Pick out every line in the items below that contains the word "rocky". Matching is case-sensitive.

━━ Extracted material

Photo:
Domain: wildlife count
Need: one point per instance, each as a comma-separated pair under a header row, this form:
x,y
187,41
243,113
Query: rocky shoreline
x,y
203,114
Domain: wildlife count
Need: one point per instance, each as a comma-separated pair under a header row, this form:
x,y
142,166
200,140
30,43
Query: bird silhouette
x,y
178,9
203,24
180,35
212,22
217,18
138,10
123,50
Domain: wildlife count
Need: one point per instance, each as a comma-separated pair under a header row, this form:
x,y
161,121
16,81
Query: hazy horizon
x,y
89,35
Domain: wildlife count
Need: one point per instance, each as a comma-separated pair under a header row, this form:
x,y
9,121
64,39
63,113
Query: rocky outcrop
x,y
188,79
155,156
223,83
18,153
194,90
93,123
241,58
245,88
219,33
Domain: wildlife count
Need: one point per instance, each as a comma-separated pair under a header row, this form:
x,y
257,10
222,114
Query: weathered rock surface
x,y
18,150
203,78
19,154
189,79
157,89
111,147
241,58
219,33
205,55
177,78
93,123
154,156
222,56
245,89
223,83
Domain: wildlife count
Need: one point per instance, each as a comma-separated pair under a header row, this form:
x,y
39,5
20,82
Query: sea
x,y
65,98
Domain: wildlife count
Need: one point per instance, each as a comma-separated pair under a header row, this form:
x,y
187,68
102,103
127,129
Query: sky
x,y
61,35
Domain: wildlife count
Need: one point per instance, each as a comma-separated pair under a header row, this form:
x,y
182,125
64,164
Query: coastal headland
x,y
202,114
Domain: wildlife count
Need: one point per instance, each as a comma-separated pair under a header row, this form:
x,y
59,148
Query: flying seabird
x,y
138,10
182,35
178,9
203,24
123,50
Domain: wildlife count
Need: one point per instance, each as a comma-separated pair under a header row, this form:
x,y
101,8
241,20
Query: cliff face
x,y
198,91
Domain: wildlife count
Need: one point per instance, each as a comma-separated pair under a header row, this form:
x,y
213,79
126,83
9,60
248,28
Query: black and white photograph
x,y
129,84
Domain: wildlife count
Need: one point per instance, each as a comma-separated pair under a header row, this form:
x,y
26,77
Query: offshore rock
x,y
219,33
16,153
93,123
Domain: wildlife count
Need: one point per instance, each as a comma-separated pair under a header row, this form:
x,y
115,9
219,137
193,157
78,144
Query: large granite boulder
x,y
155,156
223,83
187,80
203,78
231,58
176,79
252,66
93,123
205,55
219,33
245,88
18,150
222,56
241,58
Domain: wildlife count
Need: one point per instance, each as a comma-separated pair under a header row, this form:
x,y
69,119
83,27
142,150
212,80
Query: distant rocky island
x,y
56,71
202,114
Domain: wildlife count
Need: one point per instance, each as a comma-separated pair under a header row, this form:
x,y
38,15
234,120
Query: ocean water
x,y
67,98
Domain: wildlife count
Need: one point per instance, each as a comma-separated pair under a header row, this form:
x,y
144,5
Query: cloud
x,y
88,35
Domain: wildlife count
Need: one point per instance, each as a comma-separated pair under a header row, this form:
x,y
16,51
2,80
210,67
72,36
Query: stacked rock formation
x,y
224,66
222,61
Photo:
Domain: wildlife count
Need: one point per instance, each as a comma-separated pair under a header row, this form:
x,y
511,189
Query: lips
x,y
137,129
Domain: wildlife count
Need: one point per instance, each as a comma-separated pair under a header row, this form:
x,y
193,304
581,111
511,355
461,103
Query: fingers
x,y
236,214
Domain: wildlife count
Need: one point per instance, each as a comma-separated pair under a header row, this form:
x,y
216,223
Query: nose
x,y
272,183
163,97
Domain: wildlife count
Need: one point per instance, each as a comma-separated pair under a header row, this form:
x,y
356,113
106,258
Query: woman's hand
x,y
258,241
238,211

━━━━

Answer to this exercise ->
Query: rocky shoreline
Query: rocky outcrop
Query: distant rocky island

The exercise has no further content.